What to produce:
Exactly the lines from the one containing "Reviewer note: confirm that every instance of the desk" through the end of the data below are to be reproduced, and nothing besides them.

Records for the exercise:

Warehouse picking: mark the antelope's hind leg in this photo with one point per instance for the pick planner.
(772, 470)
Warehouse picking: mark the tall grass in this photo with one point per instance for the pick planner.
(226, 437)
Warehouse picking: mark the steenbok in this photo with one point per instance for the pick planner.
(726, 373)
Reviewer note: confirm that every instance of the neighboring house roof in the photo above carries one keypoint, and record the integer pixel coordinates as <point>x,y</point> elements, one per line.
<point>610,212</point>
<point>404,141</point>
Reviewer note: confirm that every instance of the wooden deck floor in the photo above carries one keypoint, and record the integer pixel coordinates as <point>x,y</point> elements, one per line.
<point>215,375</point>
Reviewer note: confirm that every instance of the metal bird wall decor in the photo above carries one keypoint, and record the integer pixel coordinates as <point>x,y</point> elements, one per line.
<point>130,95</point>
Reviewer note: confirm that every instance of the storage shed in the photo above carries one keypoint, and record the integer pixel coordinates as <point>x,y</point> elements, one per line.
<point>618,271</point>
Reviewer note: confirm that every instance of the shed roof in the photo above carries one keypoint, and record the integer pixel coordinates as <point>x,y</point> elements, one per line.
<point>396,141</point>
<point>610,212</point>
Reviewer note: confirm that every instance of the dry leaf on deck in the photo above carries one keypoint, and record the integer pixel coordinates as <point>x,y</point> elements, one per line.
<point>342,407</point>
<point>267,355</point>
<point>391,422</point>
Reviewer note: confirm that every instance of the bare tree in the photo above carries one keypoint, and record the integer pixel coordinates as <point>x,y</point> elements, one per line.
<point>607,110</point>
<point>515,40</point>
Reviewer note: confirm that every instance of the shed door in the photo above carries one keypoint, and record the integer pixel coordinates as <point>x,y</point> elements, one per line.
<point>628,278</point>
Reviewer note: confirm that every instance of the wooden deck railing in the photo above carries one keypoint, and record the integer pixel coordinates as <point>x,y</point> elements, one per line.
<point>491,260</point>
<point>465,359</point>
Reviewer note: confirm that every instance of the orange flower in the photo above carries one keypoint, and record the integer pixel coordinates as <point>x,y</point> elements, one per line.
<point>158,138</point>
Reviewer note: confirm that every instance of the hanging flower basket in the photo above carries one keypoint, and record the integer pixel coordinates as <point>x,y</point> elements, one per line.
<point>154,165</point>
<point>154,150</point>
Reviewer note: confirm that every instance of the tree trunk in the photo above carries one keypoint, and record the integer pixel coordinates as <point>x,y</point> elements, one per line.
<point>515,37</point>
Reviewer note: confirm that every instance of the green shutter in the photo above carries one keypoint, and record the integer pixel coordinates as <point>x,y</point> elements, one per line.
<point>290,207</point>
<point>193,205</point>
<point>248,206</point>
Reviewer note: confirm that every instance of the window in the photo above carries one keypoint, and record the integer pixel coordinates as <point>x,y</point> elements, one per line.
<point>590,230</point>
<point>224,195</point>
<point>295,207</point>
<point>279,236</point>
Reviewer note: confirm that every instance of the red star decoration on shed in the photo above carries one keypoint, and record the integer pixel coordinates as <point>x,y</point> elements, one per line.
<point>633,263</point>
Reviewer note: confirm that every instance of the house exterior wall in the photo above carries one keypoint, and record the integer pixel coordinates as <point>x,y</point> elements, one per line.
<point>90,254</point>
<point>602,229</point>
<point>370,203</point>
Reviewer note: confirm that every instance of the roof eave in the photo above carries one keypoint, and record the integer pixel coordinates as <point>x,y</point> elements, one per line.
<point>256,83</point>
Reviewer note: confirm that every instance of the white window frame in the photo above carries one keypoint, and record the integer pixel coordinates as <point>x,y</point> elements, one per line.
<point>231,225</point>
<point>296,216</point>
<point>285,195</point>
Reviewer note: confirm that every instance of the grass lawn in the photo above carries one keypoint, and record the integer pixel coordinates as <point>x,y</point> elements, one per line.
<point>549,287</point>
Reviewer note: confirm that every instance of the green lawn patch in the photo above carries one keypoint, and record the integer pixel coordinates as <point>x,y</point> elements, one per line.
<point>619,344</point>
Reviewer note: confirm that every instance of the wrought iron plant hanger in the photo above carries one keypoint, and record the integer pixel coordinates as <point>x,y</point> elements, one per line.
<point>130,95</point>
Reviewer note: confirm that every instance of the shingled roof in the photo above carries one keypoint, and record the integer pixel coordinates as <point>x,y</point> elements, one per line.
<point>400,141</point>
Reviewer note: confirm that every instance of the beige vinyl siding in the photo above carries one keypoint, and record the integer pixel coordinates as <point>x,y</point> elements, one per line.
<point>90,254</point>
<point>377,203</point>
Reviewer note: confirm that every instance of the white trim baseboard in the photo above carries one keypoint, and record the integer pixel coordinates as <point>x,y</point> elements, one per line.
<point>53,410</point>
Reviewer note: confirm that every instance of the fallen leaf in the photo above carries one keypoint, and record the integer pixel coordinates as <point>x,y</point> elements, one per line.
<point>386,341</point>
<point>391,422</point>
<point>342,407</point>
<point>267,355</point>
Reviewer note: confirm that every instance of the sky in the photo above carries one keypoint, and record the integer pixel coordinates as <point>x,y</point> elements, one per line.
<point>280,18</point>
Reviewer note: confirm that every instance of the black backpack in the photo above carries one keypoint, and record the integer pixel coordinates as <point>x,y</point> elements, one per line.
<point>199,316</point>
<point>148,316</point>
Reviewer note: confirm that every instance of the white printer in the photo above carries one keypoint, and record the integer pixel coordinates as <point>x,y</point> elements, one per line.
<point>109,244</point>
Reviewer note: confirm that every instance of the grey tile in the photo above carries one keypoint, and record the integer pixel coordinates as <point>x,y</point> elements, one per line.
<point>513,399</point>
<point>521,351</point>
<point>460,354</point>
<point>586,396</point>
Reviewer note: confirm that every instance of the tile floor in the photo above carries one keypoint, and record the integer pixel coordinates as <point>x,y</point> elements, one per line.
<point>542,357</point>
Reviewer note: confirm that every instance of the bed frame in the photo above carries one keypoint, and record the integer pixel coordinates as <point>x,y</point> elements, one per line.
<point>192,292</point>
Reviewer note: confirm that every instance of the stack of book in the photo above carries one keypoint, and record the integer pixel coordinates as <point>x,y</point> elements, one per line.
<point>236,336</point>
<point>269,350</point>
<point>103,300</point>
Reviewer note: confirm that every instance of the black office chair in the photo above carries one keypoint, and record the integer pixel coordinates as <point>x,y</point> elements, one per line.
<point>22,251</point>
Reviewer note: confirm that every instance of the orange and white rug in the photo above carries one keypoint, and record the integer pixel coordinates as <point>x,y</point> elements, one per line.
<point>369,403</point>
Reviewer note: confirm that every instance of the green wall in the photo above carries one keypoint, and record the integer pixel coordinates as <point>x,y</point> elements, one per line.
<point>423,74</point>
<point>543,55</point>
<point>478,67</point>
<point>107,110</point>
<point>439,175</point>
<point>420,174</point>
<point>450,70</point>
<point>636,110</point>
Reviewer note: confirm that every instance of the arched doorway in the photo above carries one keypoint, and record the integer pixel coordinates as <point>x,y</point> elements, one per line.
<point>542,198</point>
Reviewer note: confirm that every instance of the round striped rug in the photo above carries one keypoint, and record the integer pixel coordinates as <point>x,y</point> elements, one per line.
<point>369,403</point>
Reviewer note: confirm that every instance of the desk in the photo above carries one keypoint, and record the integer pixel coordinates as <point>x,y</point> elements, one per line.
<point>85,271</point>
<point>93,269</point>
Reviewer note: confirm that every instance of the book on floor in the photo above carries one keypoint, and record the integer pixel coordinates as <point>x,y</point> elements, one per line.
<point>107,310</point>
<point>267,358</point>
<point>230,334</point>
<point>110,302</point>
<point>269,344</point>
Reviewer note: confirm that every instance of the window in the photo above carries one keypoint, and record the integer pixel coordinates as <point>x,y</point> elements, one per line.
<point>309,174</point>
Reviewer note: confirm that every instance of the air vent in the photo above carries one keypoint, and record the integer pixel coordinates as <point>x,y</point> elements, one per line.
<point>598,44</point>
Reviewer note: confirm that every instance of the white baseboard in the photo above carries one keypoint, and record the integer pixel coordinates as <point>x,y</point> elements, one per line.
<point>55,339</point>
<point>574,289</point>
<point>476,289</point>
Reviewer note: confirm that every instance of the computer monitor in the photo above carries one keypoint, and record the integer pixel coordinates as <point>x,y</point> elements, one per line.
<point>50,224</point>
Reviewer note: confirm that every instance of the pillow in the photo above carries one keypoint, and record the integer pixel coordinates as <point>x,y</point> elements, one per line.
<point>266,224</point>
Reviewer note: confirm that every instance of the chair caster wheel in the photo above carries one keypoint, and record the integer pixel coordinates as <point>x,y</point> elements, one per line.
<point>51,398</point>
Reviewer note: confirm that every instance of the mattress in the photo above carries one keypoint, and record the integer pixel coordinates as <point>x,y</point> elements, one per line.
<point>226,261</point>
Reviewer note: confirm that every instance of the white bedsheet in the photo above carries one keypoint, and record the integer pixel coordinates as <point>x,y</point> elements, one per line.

The answer:
Reviewer note: confirm that every instance of the desk in the photo above carries one keypoint, and record the integer pixel coordinates as <point>x,y</point> elements, one per line.
<point>85,271</point>
<point>93,269</point>
Reviewer note: confirm that every instance of the book on floor in the photo above carries one keypoint, and record the integer pixel coordinates as <point>x,y</point> elements, one per line.
<point>107,310</point>
<point>267,358</point>
<point>230,334</point>
<point>110,302</point>
<point>269,344</point>
Reviewer note: confirm that every instance of the window in the photo above carries one keypoint, and record the integer pixel coordinates as <point>x,y</point> elements, one per line.
<point>309,174</point>
Reviewer note: confirm that every instance of the air vent in the photo above carries one keypoint, and record the integer pixel coordinates as <point>x,y</point> elements, one per line.
<point>598,44</point>
Reviewer note: confirm that every instance of the white baseboard in the photo above carries one keypoint, and record the integer pixel coordinates as <point>x,y</point> elements, one per line.
<point>55,339</point>
<point>574,289</point>
<point>476,289</point>
Reviewer note: confirm that every instance of the computer monitor in the photo above carries one keypoint, and record the integer pixel coordinates as <point>x,y</point> elements, one per line.
<point>50,224</point>
Reviewer note: confirm that every instance of the pillow in the photo above carries one keypoint, and record the integer pixel coordinates as <point>x,y</point> elements, one per line.
<point>266,224</point>
Reviewer note: confirm that every instance of the chair caster wheel in the photo above carries one keypoint, and record the integer pixel coordinates as <point>x,y</point> elements, one per line.
<point>51,398</point>
Reviewer note: confirm that every instance of the mattress in the photo above carries one keypoint, and record the integer pixel coordinates as <point>x,y</point> elements, one per line.
<point>226,261</point>
Reviewer note: confirm that every instance of the white bedsheet in the photo above carries one keypoint, and record the integer pixel coordinates as <point>x,y</point> elements, one per line.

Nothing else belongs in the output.